EXTRACTED TEXT.

## begin

Mike Feroli: Thanks. Good to be here.
Jenny Shen: Let's dive right in. What are your key takeaways from today's report? What were the big surprises for you?
Mike Feroli: You know, I don't think we had major surprises. I think the key takeaway was that the job market continues to soften. We were seeing that already in the July report, we've been seeing that really over the course of the last year. And that softening continued into today's report. The number was softer than expected, 22,000. Expectations were around 75,000. In the grand scheme of things, that's not actually a huge miss. And then the unemployment rate did grind higher by a tenth, to 4.3%, almost rounded up to 4.4%. So we are seeing it looks like labor demand probably softening more than labor supply. Beyond that, we didn't see any sharp break in any of the other trends, whether it was hours worked, average hourly earnings, and various details like that. So I think generally what you're seeing is modest continued softening in the labor market like we have been seeing over the past year.
Jenny Shen: Thank you for that. Fed Governor Waller recently argued that the labor market may be on the edge of a sharp decline, and that after accounting for the annual benchmark revision, private sector employment actually shrank in the past three months. What is your estimate for the annual revision? Has today's report confirmed Waller's assessment? How much of this weakness do you think is due to the real economy softening versus the impact from AI?
Mike Feroli: Yeah, so we'll learn more next week when we get the annual, benchmark revision. that's really going to give us a better sense of employment levels in March of this year. Given the information we have at hand, we think we could see downward revisions to the average monthly level of job growth over the past year of about perhaps 50,000 a month, or something in that ballpark. In terms of the softening in the real economy, yes, I think this is more about the economy overall and the pace of the expansion rather than AI. Now we have seen some hints here that AI may be affecting a little bit the composition of job growth. Some of the sectors that people have worried about, professional business services, information. Those sectors did lose jobs last month. But then so did sectors like construction and wholesale trade and manufacturing. Things that we don't think are necessarily as AI exposed. So to us this looks more like a just overall softening in the pace of business activity.
Jenny Shen: Speaking of revisions, today we got a modest one. But there have been large monthly revisions. Does it make sense to take today's print with a grain of salt?
Mike Feroli: I think we should take every print with a grain of salt. I don't think there's evidence that the revisions are getting worse over time. They're not constant. So we did have a big one in July and we had modest ones today. But I think this is always first look, a sample look at an economy of 350-million people. And it's done within a few weeks after the month. So I do think we should always take these with, you know, a few grains of salt.

## end

DATASET.
## begin

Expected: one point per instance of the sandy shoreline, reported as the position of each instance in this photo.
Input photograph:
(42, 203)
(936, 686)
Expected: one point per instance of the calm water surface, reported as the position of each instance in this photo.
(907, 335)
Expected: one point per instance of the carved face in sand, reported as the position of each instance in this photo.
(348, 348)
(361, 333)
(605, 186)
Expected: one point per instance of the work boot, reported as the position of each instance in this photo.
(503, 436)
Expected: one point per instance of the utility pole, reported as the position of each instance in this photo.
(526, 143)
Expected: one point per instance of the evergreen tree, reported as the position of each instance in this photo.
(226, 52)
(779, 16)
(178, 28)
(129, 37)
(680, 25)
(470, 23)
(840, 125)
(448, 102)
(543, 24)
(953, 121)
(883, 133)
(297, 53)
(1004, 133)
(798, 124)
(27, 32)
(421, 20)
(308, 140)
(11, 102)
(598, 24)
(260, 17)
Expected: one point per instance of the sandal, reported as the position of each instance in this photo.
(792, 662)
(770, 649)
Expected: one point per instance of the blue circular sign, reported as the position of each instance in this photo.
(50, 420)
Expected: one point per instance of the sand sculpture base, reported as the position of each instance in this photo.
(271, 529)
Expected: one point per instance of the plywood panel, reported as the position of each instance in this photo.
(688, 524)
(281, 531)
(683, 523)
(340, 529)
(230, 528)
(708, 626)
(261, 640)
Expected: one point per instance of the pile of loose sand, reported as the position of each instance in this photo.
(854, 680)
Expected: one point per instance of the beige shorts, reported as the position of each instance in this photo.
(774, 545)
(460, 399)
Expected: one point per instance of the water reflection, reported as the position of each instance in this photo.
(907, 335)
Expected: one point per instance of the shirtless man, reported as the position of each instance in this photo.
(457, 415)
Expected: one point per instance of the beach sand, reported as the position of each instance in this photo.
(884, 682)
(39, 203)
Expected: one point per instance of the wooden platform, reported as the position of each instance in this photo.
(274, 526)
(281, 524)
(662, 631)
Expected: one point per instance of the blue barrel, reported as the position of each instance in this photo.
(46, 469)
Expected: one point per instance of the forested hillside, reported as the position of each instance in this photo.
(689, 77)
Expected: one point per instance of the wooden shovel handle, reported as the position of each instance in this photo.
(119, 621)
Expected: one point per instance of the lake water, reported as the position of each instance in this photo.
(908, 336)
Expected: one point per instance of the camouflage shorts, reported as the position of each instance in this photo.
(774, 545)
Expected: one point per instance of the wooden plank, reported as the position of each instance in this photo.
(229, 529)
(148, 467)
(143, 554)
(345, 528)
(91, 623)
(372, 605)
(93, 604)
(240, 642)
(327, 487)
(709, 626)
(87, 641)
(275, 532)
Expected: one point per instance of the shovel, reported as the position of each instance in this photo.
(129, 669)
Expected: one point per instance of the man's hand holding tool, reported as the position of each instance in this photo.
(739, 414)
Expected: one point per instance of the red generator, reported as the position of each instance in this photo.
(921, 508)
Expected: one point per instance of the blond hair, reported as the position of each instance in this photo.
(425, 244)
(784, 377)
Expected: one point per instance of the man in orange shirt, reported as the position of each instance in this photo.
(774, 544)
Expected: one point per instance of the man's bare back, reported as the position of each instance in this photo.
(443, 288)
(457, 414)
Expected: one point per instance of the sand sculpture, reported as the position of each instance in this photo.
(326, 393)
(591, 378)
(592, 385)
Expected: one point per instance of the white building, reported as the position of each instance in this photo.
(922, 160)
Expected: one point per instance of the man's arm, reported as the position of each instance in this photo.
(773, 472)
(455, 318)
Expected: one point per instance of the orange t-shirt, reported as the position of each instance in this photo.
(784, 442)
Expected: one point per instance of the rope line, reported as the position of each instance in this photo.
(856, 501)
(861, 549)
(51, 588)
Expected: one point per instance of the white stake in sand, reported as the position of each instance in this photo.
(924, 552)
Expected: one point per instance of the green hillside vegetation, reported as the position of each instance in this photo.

## end

SHORT TASK 1.
Answer these questions using the interview:
(a) How many jobs did the report show, and what had been expected?
(b) What is the estimated downward revision to average monthly job growth over the past year?
(c) What is the population size of the economy that each report samples?
SHORT TASK 2. Reproduce part of the interview word for word. Begin at the words "Jenny Shen: Thank" and stop after "impact from AI?".

FULL RESPONSE 1.
(a) The report showed 22,000 jobs, and expectations were around 75,000.
(b) About 50,000 a month, or something in that ballpark.
(c) 350 million people.

FULL RESPONSE 2.
Jenny Shen: Thank you for that. Fed Governor Waller recently argued that the labor market may be on the edge of a sharp decline, and that after accounting for the annual benchmark revision, private sector employment actually shrank in the past three months. What is your estimate for the annual revision? Has today's report confirmed Waller's assessment? How much of this weakness do you think is due to the real economy softening versus the impact from AI?